(DIRECTIVE A): In the notebook excerpt, rewrite the code that begins "B = nx.DiGraph()" as a short list of the steps it performs. Keep the node values, attributes, edges and drawing color.
(DIRECTIVE B): List every cell label of the form "In [n]" that appears in the notebook excerpt.
(DIRECTIVE C): What is the title of section 4.2 in the notebook excerpt?
** Begin EXCERPT **
B.add_nodes_from([1, 2, 3, 4], bipartite=0)

B.add_nodes_from(["a", "b", "c"], bipartite=1)

# Add edges only between nodes of opposite node sets

B.add_edges_from([(1, "a"), (1, "b"), ("c", "b"), (2, "c"), (3, "c"), (4, "a")])
nx.draw_networkx(B,node_color='lightgreen')

In [26]:
B.has_edge("b","c")

False

### Example of Bidirected Graph

In [29]:
B = nx.DiGraph()

# Add nodes with the node attribute "bipartite"

B.add_nodes_from([1, 2, 3, 4], bipartite=0)

B.add_nodes_from(["a", "b", "c"], bipartite=1)

# Add edges only between nodes of opposite node sets

B.add_edges_from([(1, "a"), (1, "b"), ("c", "b"), (2, "c"), (3, "c"), (4, "a")])
nx.draw_networkx(B,node_color='lightgreen')

In [30]:
B.has_edge("b","c")

False

## 4.2 Checking for same community

In [45]:
#getting weekly connected edges from graph 
wcc=list(nx.weakly_connected_components(train_graph))
** End EXCERPT **
** Begin MATERIAL SUPPLIED **
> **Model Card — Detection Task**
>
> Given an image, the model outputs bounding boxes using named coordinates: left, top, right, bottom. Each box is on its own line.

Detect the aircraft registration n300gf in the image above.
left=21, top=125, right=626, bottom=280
** End MATERIAL SUPPLIED **
(EXERCISE RESPONSE A):
- Creates a directed graph B with nx.DiGraph().
- Adds nodes 1, 2, 3 and 4 with the attribute bipartite=0.
- Adds nodes "a", "b" and "c" with the attribute bipartite=1.
- Adds the edges (1, "a"), (1, "b"), ("c", "b"), (2, "c"), (3, "c") and (4, "a").
- Draws the graph with light green nodes.

(EXERCISE RESPONSE B): In [26], In [29], In [30], In [45]

(EXERCISE RESPONSE C): Checking for same community